* [Passage shown]:
Tuesday, January 11, 2011

New Year 2011

After the roller coaster ride of 2010, which includes the end of my marriage, moving, starting therapy, and all kinds of interesting and dramatic changes, I'm ready for 2011. I want this year to be more productive - more crafts, more going out, more friends, more pictures, more art!

Of course, I still plan to spend a lot of time figuring out myself. It turns out that being a perfectionist is not actually as awesome as I had originally thought. So here are the lessons I learned last year:

Nothing is Absolute
I had a tendency to think in absolutes, all or nothing style thinking. I would think things like I could have a full-time career,
OR make money with crafts. I could be in a relationship OR I could be in control of my life. These are faulty assumptions, most things are a balance between two worlds. I can be in a relationship AND be in control of my life, there may be some compromises, but nothing that would keep me from growing. But I think that learning to balance these things is a life-long struggle that I'm not going to *win* as much as I'd like to.

Everything Changes
Everything. All the time. People are changing, lives are ending and starting. I lost my Aunt Sherry to cancer, and so many of my friends brought new lives into the world. Some days I'm going to be overjoyed and motivated, and other days I'm going to feel bummed out and want to sleep. But each day is going to be different, and I'm not going to be happy every single moment, or sad either.

Relationships are Work
And everything worth anything requires work. Good friendships and relationships, whether it be with your significant other, your family, or just friends, requires something of you. And the best part is that work is worth it.

Well, again, there's no absolutes there either. Usually the work is worth it, if you're both working at it. Sometimes friendships or relationships are one-sided. If the other person isn't trying at all and treats you badly, then maybe it's worth re-considering.

Anyway, I guess overall, I've learned that moderation is key. Which seems very simple when you just say it, but is really a daily balancing act that is never going to be over.
Moderation is key!

Also, one of the main things that I've learned in the last year from my therapist:

Make HUMANE To Do lists.
Don't put more than you can actually do in a day, you're just setting yourself up for disappointment by overloading every moment and knowing that you can't perform the way you've imagined. Personally, I also like to include things like "eat" and "shower" on my to do lists now, just so they look as full as my old ones, and I get to happily check off those items once I do them. I mean, I can usually remember to shower and eat without a to do list, but there are some days...

Anyway, hopefully I'll be seeing you all more through this lovely blog. And soon I'll actually change the header that is been up there for over a year.
Happy New Year!

4 comments:

Alex Wilson said...

Hey Leah. I'm sorry you had such a year and hope some of the changes end up being positives in the long run. Are you still in the triangle?

Unknown said...

Yeah you nailed the relationships are work part....

Marg said...

You've had a helluva year, to be sure! I never had any doubt, though, that you would prevail and look damned cool doing so. It makes me so happy to read about what you're up to! Happy New Year, my dear friend! :>

Leah Riley said...

Alex: Thanks for your kind words. I am still in the Triangle area, still doing whatever it is that I do!

Zman: Yeah, learning about relationships is an interesting and hard road, and I realize now I'm never going to know everything.

Marg: Sweetie, I think you may be my number one fan! Thank you for always thinking I'm cool, it definitely encourage me to try and be so! Hopefully this will be a good hub of what I'm up to for awhile :)!

* [Data shown]:
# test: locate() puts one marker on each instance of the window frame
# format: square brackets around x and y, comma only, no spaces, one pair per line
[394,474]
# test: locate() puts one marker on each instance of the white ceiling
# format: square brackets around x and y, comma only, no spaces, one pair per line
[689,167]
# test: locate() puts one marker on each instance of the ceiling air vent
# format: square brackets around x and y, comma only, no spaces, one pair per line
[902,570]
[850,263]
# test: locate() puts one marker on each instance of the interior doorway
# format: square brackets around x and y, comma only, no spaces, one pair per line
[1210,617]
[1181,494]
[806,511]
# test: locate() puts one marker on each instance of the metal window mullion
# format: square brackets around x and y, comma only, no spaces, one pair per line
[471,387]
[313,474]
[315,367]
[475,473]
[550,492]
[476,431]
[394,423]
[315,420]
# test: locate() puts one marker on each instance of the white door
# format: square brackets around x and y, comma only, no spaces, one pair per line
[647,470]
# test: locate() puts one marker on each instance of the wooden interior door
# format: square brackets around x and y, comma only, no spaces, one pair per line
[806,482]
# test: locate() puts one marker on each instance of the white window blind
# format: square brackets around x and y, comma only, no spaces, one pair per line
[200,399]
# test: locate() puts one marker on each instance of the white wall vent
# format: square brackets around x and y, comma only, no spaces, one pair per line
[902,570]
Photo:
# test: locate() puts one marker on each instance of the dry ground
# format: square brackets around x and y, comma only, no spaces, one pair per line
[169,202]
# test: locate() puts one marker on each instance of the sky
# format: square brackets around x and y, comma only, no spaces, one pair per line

* [What needs to be done]: Substitute "bathe" for "shower" in the section of the New Year post that begins with the words containing "Don't put more" and ends with "are work part....", and give that section again.

* [Task answer]:
Don't put more than you can actually do in a day, you're just setting yourself up for disappointment by overloading every moment and knowing that you can't perform the way you've imagined. Personally, I also like to include things like "eat" and "bathe" on my to do lists now, just so they look as full as my old ones, and I get to happily check off those items once I do them. I mean, I can usually remember to bathe and eat without a to do list, but there are some days...

Anyway, hopefully I'll be seeing you all more through this lovely blog. And soon I'll actually change the header that is been up there for over a year.
Happy New Year!

4 comments:

Alex Wilson said...

Hey Leah. I'm sorry you had such a year and hope some of the changes end up being positives in the long run. Are you still in the triangle?

Unknown said...

Yeah you nailed the relationships are work part....